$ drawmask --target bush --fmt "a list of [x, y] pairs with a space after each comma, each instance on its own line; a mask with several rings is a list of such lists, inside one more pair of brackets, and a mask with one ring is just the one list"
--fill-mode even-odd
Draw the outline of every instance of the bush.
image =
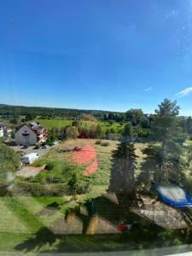
[[96, 141], [96, 144], [101, 144], [101, 143], [102, 143], [102, 141], [101, 140], [97, 140], [97, 141]]
[[104, 147], [108, 147], [109, 146], [109, 143], [108, 142], [103, 142], [101, 143], [102, 146], [104, 146]]
[[48, 170], [48, 171], [51, 171], [51, 170], [53, 170], [53, 168], [54, 168], [54, 164], [53, 163], [48, 163], [48, 164], [46, 164], [44, 169]]

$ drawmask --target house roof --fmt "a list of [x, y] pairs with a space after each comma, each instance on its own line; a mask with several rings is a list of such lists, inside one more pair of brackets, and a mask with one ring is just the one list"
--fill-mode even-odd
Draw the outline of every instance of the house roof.
[[[23, 125], [21, 127], [23, 127], [24, 125], [26, 125], [32, 132], [34, 132], [37, 136], [39, 135], [39, 133], [42, 132], [42, 130], [45, 130], [44, 128], [43, 128], [42, 126], [40, 125], [32, 125], [33, 123], [31, 123], [31, 124], [25, 124]], [[38, 124], [37, 124], [38, 125]], [[20, 128], [21, 128], [20, 127]]]

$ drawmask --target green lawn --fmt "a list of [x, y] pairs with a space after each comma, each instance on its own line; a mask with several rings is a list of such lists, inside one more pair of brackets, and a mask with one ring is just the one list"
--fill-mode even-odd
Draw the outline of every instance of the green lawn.
[[[67, 125], [71, 125], [73, 120], [60, 120], [60, 119], [36, 119], [35, 121], [39, 122], [43, 126], [46, 127], [47, 129], [51, 129], [53, 127], [57, 128], [63, 128]], [[81, 121], [84, 125], [91, 125], [93, 122], [91, 121]], [[119, 131], [123, 127], [124, 124], [121, 125], [118, 122], [113, 122], [110, 124], [108, 121], [97, 121], [98, 124], [102, 127], [103, 131], [107, 131], [108, 129], [113, 128], [116, 131]]]
[[36, 119], [37, 122], [39, 122], [43, 126], [47, 129], [51, 129], [53, 127], [63, 128], [67, 125], [71, 125], [73, 120], [59, 120], [59, 119]]
[[[119, 207], [105, 197], [99, 196], [94, 201], [98, 216], [108, 224], [115, 224], [124, 216]], [[73, 220], [73, 224], [66, 224], [65, 215], [57, 207], [61, 204], [63, 204], [61, 197], [0, 198], [0, 255], [5, 255], [2, 254], [4, 252], [27, 253], [140, 250], [190, 241], [189, 233], [183, 236], [179, 230], [166, 231], [144, 219], [141, 219], [140, 228], [127, 234], [85, 236], [81, 234], [81, 229], [79, 229], [79, 234], [68, 234], [70, 229], [75, 231], [75, 225], [87, 217], [85, 213], [80, 213], [77, 215], [76, 220]], [[131, 212], [127, 212], [126, 218], [130, 222], [136, 219]], [[65, 225], [67, 229], [62, 231]]]

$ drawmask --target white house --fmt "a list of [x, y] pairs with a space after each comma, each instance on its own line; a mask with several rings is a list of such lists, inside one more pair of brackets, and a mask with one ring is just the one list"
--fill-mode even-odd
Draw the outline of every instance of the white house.
[[8, 128], [5, 126], [5, 125], [0, 121], [0, 137], [3, 137], [6, 136]]
[[0, 137], [4, 136], [4, 127], [0, 125]]
[[42, 143], [47, 140], [47, 130], [39, 123], [25, 124], [15, 135], [17, 145], [29, 146]]

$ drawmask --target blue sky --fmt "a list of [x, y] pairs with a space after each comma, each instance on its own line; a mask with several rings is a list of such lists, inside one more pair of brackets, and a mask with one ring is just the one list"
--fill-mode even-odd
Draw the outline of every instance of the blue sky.
[[190, 0], [0, 3], [0, 102], [192, 115]]

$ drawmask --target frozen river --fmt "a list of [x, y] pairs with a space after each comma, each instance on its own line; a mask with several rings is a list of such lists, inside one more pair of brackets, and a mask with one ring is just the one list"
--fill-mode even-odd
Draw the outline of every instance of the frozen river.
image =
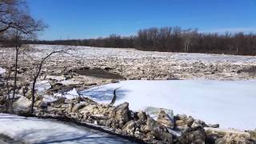
[[173, 110], [221, 128], [256, 128], [256, 81], [124, 81], [81, 93], [99, 102], [128, 102], [134, 110], [147, 106]]

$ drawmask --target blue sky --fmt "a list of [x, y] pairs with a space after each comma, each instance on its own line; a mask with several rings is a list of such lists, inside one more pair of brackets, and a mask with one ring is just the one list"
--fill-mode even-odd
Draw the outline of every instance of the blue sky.
[[49, 26], [39, 39], [130, 35], [179, 26], [203, 32], [256, 32], [256, 0], [28, 0]]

Exercise brief. Print the whole listing above again line for line, leaving out the pictures.

Final answer.
$ drawmask --target bush --fmt "a list of [x, y] pairs with a space after each comma, each instance on its own line; a mask with several rings is a list of such lists, inside one more pair of brackets, and a mask with one ring is just the one list"
--fill-mode even-odd
Draw the outline of every instance of the bush.
image =
[[96, 141], [96, 144], [101, 144], [101, 143], [102, 143], [102, 141], [101, 140], [97, 140], [97, 141]]
[[104, 147], [108, 147], [109, 146], [109, 143], [108, 142], [103, 142], [101, 143], [102, 146], [104, 146]]
[[48, 170], [48, 171], [51, 171], [51, 170], [53, 170], [53, 168], [54, 168], [54, 164], [53, 163], [48, 163], [48, 164], [46, 164], [44, 169]]

$ drawmask --target house roof --fmt "a list of [x, y] pairs with a space after each comma, each instance on its own line; a mask with several rings is a list of such lists, inside one more pair of brackets, and a mask with one ring is just the one list"
--fill-mode even-odd
Draw the outline of every instance of the house roof.
[[[23, 125], [21, 127], [23, 127], [24, 125], [26, 125], [32, 132], [34, 132], [37, 136], [39, 135], [39, 133], [42, 132], [42, 130], [45, 130], [44, 128], [43, 128], [42, 126], [40, 125], [32, 125], [33, 123], [31, 123], [31, 124], [25, 124]], [[38, 124], [37, 124], [38, 125]], [[20, 128], [21, 128], [20, 127]]]

$ drawmask --target green lawn --fmt "a list of [x, y] pairs with a space after each comma, each instance on its own line; a mask with several rings is a list of such lists, inside one more pair of brackets, and a mask with one ring is just the one list"
--fill-mode even-odd
Draw the outline of every instance of the green lawn.
[[[67, 125], [71, 125], [73, 120], [60, 120], [60, 119], [36, 119], [35, 121], [39, 122], [43, 126], [46, 127], [47, 129], [51, 129], [53, 127], [57, 128], [63, 128]], [[81, 121], [84, 125], [91, 125], [93, 122], [91, 121]], [[119, 131], [123, 127], [124, 124], [121, 125], [118, 122], [113, 122], [110, 124], [108, 121], [97, 121], [98, 124], [102, 127], [103, 131], [107, 131], [108, 129], [113, 128], [116, 131]]]
[[36, 119], [37, 122], [39, 122], [43, 126], [47, 129], [51, 129], [53, 127], [63, 128], [67, 125], [71, 125], [73, 120], [59, 120], [59, 119]]
[[[119, 207], [105, 197], [99, 196], [94, 201], [98, 216], [108, 224], [115, 224], [124, 216]], [[73, 220], [73, 224], [66, 224], [65, 215], [57, 207], [61, 204], [63, 204], [61, 197], [0, 198], [0, 255], [5, 255], [2, 254], [4, 252], [27, 253], [140, 250], [190, 241], [189, 233], [183, 236], [179, 230], [166, 231], [144, 219], [141, 219], [140, 228], [127, 234], [85, 236], [81, 234], [81, 229], [79, 229], [79, 234], [68, 234], [70, 229], [75, 231], [75, 225], [87, 217], [85, 213], [80, 213], [77, 215], [76, 220]], [[131, 212], [127, 212], [126, 218], [130, 222], [136, 219]], [[65, 225], [67, 229], [62, 231]]]

$ drawmask --target white house --fmt "a list of [x, y] pairs with a space after each comma, each instance on its own line; a mask with several rings is a list of such lists, inside one more pair of brackets, and a mask with one ring is just the one list"
--fill-mode even-odd
Draw the outline of every instance of the white house.
[[8, 128], [5, 126], [5, 125], [0, 121], [0, 137], [3, 137], [6, 136]]
[[0, 137], [4, 136], [4, 127], [0, 125]]
[[42, 143], [47, 140], [47, 130], [39, 123], [25, 124], [15, 135], [17, 145], [29, 146]]

$ drawmask --target blue sky --fmt "a list of [x, y] pairs with a space after each comma, each instance on its own line; a mask with several rings is a list of such lists, inside one more pair of brackets, and a mask with one ring is just the one list"
--fill-mode even-odd
Draw the outline of every instance of the blue sky.
[[190, 0], [0, 3], [0, 102], [192, 115]]

$ drawmask --target frozen river --fmt "a list of [x, y] pairs with a space after each comma, each instance on its own line; a mask with several rings is a list of such lists, inside one more pair of brackets, and a mask with one ring is just the one list"
--fill-mode even-odd
Draw the outline of every instance of the frozen river.
image =
[[173, 110], [221, 128], [256, 128], [256, 81], [124, 81], [81, 93], [99, 102], [128, 102], [134, 110], [147, 106]]

$ drawmask --target blue sky --fmt "a list of [x, y] pairs with a space after each comma, each instance on its own line; a mask with several rings is a list of such lists, inside one more pair of brackets, and a mask with one ring is just the one list"
--fill-mode even-odd
Draw the outline of every instance of the blue sky.
[[49, 26], [39, 39], [130, 35], [179, 26], [203, 32], [256, 32], [256, 0], [28, 0]]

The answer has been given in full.